OBJETIVO A: Localiza en el listado cada línea que contenga la cadena "plastic" y cópiala. Se distinguen mayúsculas y minúsculas.

PÁGINA:
━━━━━━━━━━

A Su Santidad el Papa Juan Pablo II

 

 

Santidad:

 

El anuncio de Vuestra próxima venida a la España peninsular, orilla oriental del conjunto de pueblos que constituyeron las Españas –y por todos es bien sabido cómo están en el corazón de Vuestra Santidad–, no puede sino llenarnos de gozo a todos los fieles de la Iglesia de Jesucristo, Santa, Católica y Apostólica, ligada indisolublemente a nuestra historia con vínculos que no han sido sólo humanos sino de auténtica participación sobrenatural en el crecimiento de la Ciudad de Dios.

Os escribo como depositario de la legitimidad dinástica de la Monarquía hispánica, desconocida por la Revolución liberal que a partir de 1833 desfiguró a ciencia y conciencia el rostro católico de los pueblos españoles. En cambio, los legítimos Reyes de las Españas, mis antecesores, antepusieron siempre, como pocos, el servicio de la Cristiandad a los propios intereses. Todavía mi augusto padre Don Javier I, amigo y consejero de Vuestro Venerable Predecesor Su Santidad Pío XII, fue ejemplo de príncipe cristiano y buscó ajustar toda su vida, también como Abanderado de la legitimidad proscrita, a las exigencias de esta Fe católica. Mientras los leales carlistas luchaban y morían "por Dios, la Patria y el Rey", al servicio de la tradición católica (la última vez bajo las órdenes de mi padre, en la Cruzada de 1936 a 1939, donde tantos requetés murieron por la Fe); en cambio, los beneficiarios de la usurpación promovían o consentían, según los momentos –la inicua desamortización es sólo un capítulo de esta triste historia–, una descatolización que era al tiempo deshispanización.

No debemos olvidar, frente a la difundida afirmación conformista de que "cada pueblo tiene los gobernantes que se merece", que Vuestro Venerable Predecesor San Pío X (tan ligado a la Familia Real legítima española, que celebró hasta su última Misa con el cáliz que le había regalado mi tío abuelo Carlos VII cuando el santo papa era Patriarca de Venecia; como regalo del mismo Rey exiliado eran su anillo y su pectoral), sostenía –en línea con el Eclesiástico (10, 2-3)– que "los pueblos son lo que quieren sus gobernantes". Los pseudo-príncipes liberales han hecho avanzar, así, la secularización de pueblos antes cristianísimos (ejemplo entre muchos es la legalidad de hecho en España del aborto provocado, firmada y refrendada por su actual jefe de Estado), como los legítimos príncipes han constituído un valladar en defensa de esa tradición católica y sus hondas raíces.

Pero el pleito dinástico español no ha sido otra cosa que la encarnación de una lucha más honda, que ha traspasado todas las dimensiones de la existencia, preternatural incluso, en que cruzaron sus armas la Cristiandad y la suerte de contracristiandad que ha venido a ser el Estado liberal en todas sus metamorfosis. Ese liberalismo en que Vuestros Venerables Predecesores, a partir de Su Santidad Gregorio XVI, y en particular el Beato Pío IX, vieron el enemigo irreconciliable del Romano Pontífice y de la civilización cristiana. Que Su Santidad León XIII debeló con especial vigor en su importante corpus politicum. Y frente al que Su Santidad Pío XI alzó el principio de la Realeza Social de Nuestro Señor Jesucristo, confirmada en el mundo hispánico por la gracia de su Unidad Católica, que ha sido el principal obstáculo a la secularización liberal.

━━━━━━━━━━

DATOS PROPORCIONADOS:
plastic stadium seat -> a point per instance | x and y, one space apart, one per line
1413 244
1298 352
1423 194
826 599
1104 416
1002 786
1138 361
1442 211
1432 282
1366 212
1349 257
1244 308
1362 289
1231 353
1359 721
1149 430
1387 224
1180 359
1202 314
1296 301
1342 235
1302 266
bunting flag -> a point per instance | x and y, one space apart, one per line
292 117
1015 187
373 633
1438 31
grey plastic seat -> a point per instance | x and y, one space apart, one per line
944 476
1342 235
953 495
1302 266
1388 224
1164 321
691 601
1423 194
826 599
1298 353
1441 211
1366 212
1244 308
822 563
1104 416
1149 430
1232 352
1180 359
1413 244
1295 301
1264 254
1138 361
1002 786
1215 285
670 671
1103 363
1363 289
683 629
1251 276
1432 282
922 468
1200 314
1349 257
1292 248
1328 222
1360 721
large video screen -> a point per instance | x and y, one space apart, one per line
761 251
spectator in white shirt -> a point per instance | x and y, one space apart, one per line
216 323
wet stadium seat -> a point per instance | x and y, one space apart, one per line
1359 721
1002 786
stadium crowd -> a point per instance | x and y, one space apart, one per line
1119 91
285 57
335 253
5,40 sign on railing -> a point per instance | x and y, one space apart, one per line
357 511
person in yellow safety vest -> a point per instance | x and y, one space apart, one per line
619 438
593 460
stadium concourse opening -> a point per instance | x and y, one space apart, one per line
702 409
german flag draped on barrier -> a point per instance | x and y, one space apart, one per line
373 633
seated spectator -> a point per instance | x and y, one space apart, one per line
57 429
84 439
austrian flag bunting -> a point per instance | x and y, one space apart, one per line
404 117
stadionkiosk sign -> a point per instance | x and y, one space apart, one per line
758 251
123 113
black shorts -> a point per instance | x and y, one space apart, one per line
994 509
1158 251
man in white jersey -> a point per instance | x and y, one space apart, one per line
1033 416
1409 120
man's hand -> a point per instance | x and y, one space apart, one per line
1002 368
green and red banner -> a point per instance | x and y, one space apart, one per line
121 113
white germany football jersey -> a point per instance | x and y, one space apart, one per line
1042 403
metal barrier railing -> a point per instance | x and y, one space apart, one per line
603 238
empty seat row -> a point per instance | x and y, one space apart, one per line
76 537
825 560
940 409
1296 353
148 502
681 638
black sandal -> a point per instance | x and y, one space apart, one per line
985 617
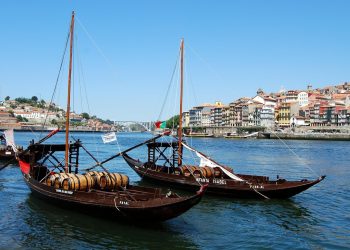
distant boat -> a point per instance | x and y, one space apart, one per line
109 137
8 148
101 193
237 136
197 134
165 165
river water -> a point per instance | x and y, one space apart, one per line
319 218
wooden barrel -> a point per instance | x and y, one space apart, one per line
125 181
60 178
95 175
185 170
209 172
178 171
197 171
113 181
70 183
50 180
217 172
228 169
78 182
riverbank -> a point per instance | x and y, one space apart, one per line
306 136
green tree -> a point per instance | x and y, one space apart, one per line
34 99
173 122
21 119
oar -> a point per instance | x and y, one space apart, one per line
7 164
127 150
25 151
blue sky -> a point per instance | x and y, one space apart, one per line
232 49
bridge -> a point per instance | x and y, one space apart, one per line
134 125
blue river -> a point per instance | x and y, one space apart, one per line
318 218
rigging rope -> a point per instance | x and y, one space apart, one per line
57 79
169 86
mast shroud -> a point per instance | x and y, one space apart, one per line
181 94
69 90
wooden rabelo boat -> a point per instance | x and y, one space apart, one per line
7 147
100 193
221 180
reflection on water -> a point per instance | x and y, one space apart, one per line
55 225
317 218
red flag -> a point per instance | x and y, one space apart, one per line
25 167
158 123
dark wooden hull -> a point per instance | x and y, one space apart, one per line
6 155
225 187
134 204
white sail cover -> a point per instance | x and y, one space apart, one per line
205 161
10 139
109 137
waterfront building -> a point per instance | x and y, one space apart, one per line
285 112
291 96
195 116
226 116
186 119
216 114
200 116
297 121
303 98
254 111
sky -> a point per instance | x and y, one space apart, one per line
125 51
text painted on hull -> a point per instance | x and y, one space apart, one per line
214 181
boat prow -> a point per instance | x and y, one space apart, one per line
255 187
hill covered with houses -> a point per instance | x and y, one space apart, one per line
32 114
328 106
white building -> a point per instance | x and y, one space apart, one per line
303 99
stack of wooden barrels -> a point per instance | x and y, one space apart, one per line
84 182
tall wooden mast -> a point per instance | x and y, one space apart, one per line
181 93
68 96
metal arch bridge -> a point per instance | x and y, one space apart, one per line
148 126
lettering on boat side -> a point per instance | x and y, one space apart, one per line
219 181
214 181
64 191
205 180
124 203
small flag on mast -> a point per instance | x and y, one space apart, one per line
160 124
109 137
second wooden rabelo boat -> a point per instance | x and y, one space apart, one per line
165 165
100 193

━━━━━━━━━━

OBJETIVO B: Enumera, en el orden en que aparecen, todos los papas que se nombran en la carta, incluido su destinatario.

RESPUESTA DESARROLLADA A:
plastic stadium seat -> a point per instance | x and y, one space apart, one per line
grey plastic seat -> a point per instance | x and y, one space apart, one per line

RESPUESTA DESARROLLADA B:
- Juan Pablo II
- Pío XII
- San Pío X
- Gregorio XVI
- Pío IX
- León XIII
- Pío XI